Transcribe the records in full; omit images.
--------------------
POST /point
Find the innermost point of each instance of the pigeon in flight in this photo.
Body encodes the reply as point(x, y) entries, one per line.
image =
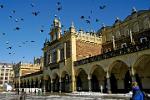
point(35, 13)
point(1, 6)
point(97, 20)
point(17, 28)
point(13, 11)
point(9, 48)
point(10, 17)
point(32, 41)
point(3, 33)
point(58, 3)
point(102, 7)
point(87, 21)
point(41, 30)
point(82, 17)
point(59, 8)
point(32, 5)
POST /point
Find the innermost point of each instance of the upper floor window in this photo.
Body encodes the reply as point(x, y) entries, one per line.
point(123, 45)
point(126, 31)
point(61, 54)
point(54, 57)
point(135, 27)
point(146, 23)
point(143, 39)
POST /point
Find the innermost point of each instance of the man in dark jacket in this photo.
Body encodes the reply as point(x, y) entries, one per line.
point(137, 94)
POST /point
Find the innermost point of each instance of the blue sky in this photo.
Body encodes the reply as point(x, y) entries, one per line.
point(20, 40)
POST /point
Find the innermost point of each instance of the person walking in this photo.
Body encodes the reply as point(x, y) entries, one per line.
point(137, 93)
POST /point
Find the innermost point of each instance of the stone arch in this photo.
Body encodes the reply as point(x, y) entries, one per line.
point(146, 23)
point(141, 69)
point(82, 80)
point(98, 78)
point(120, 77)
point(65, 81)
point(55, 77)
point(47, 83)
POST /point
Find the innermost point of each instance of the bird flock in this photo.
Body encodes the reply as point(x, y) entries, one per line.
point(16, 19)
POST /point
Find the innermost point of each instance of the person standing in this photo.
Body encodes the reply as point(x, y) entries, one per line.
point(137, 93)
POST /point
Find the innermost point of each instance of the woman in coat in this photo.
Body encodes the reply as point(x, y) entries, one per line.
point(137, 93)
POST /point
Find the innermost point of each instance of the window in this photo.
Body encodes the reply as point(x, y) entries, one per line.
point(146, 23)
point(68, 49)
point(135, 27)
point(143, 39)
point(54, 57)
point(123, 45)
point(61, 54)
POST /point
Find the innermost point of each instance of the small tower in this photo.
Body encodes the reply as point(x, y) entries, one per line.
point(56, 29)
point(72, 28)
point(134, 10)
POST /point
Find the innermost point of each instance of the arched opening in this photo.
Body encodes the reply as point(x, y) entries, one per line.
point(142, 72)
point(98, 79)
point(56, 83)
point(36, 83)
point(120, 77)
point(48, 84)
point(65, 82)
point(82, 81)
point(127, 82)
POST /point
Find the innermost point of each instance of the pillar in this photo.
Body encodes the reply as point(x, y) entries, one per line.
point(51, 85)
point(65, 52)
point(43, 87)
point(132, 73)
point(89, 83)
point(58, 55)
point(108, 83)
point(60, 85)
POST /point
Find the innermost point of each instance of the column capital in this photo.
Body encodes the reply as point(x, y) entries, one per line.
point(107, 75)
point(89, 76)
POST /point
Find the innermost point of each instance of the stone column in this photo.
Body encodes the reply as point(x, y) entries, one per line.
point(65, 52)
point(132, 73)
point(108, 83)
point(30, 87)
point(51, 85)
point(50, 58)
point(44, 90)
point(60, 85)
point(89, 83)
point(58, 55)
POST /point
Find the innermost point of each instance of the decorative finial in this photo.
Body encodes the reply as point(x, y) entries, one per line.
point(134, 10)
point(103, 25)
point(55, 16)
point(117, 18)
point(72, 24)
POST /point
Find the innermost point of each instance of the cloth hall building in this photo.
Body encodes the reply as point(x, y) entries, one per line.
point(108, 60)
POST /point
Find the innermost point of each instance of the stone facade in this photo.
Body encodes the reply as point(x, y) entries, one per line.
point(6, 74)
point(107, 61)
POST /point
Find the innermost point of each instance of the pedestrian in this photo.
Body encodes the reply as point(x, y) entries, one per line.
point(137, 93)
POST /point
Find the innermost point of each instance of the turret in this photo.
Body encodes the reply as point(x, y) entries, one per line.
point(72, 28)
point(56, 29)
--------------------
> RESULT OF THIS EXERCISE:
POST /point
Find the innermost point of each instance of the pigeon in flight in this photo.
Body encodes the reply as point(x, y) entries, one per line.
image =
point(35, 13)
point(1, 6)
point(97, 20)
point(17, 28)
point(13, 11)
point(9, 48)
point(10, 17)
point(32, 41)
point(3, 33)
point(58, 3)
point(102, 7)
point(87, 21)
point(41, 30)
point(82, 17)
point(59, 8)
point(32, 5)
POST /point
Find the innermost point of each instance of the upper floor window in this photo.
Body encodes the reply as point(x, y) entries, one per line.
point(123, 45)
point(126, 31)
point(61, 54)
point(54, 57)
point(135, 27)
point(146, 23)
point(143, 39)
POST /point
Find the innermost point of each instance of the man in dark jacket in this photo.
Body encodes the reply as point(x, y) entries, one per line.
point(137, 94)
POST /point
Find the innermost point of each instance of the blue sky in this photo.
Body encodes the reply as point(x, y) entries, one per line.
point(20, 40)
POST /point
Find the innermost point of each instance of the person walking in this photo.
Body encodes the reply as point(x, y) entries, one per line.
point(137, 93)
POST /point
Find the innermost point of each instance of the stone arch in this photo.
Body encodes the reply as point(x, y) entries, one per line.
point(146, 23)
point(141, 69)
point(82, 80)
point(98, 78)
point(120, 77)
point(65, 81)
point(55, 77)
point(47, 83)
POST /point
Find the innermost point of each instance of the bird flock in this photo.
Body encodes the reply as point(x, y) entries, one per line.
point(16, 19)
POST /point
Find the innermost point of each instance of the person standing in this photo.
Body encodes the reply as point(x, y) entries, one per line.
point(137, 93)
POST /point
Find the innermost point of each instance of the woman in coat in this photo.
Body encodes the reply as point(x, y) entries, one per line.
point(137, 93)
POST /point
Find the innermost point of each instance of the window in this photo.
Body encodes the reply as point(x, y) entries, one per line.
point(146, 23)
point(68, 49)
point(135, 27)
point(143, 39)
point(54, 57)
point(123, 45)
point(61, 54)
POST /point
Find the innermost point of each instance of the small tower in this photo.
Body encodes the reply as point(x, y) entries, one per line.
point(56, 29)
point(72, 28)
point(134, 10)
POST /point
Find the innermost point of each instance of the arched opening in this photo.
Body encodes the reply as point(x, y) entries, one per line.
point(142, 72)
point(98, 79)
point(56, 83)
point(36, 83)
point(120, 77)
point(48, 84)
point(65, 82)
point(82, 81)
point(127, 82)
POST /point
Find the innermost point of each instance of the pillar in this photo.
Body encodes the reply as point(x, y) entries, one per line.
point(51, 85)
point(65, 52)
point(43, 87)
point(132, 73)
point(89, 83)
point(58, 55)
point(108, 83)
point(60, 85)
POST /point
Find the innermost point of each instance of the column capital in this photo.
Body encodes the reply as point(x, y) entries, one per line.
point(107, 75)
point(89, 76)
POST /point
Find the innermost point of each instance of the stone column in this photo.
Body encodes the reply as point(x, y) entries, one per line.
point(65, 52)
point(132, 73)
point(108, 83)
point(30, 87)
point(51, 85)
point(50, 58)
point(44, 90)
point(60, 85)
point(89, 83)
point(58, 55)
POST /point
Find the innermost point of each instance of the decorative finial in this photo.
Body encodes the reply as point(x, y) entries, one per line.
point(134, 10)
point(103, 25)
point(55, 16)
point(117, 18)
point(72, 24)
POST /point
Find the innermost point of each instance of the cloth hall building in this photo.
Body encodes the reply as point(x, y) entries, one per line.
point(108, 60)
POST /point
Find the innermost point of each instance of the stone facade in this photo.
Body encodes the reply as point(x, y) entries, one per line.
point(6, 74)
point(107, 61)
POST /point
Find the innermost point of each instance of the pedestrian in this photo.
Body encodes the reply as point(x, y) entries, one per line.
point(137, 93)
POST /point
Find the innermost point of each instance of the turret in this photo.
Body encodes the reply as point(x, y) entries, one per line.
point(72, 28)
point(56, 29)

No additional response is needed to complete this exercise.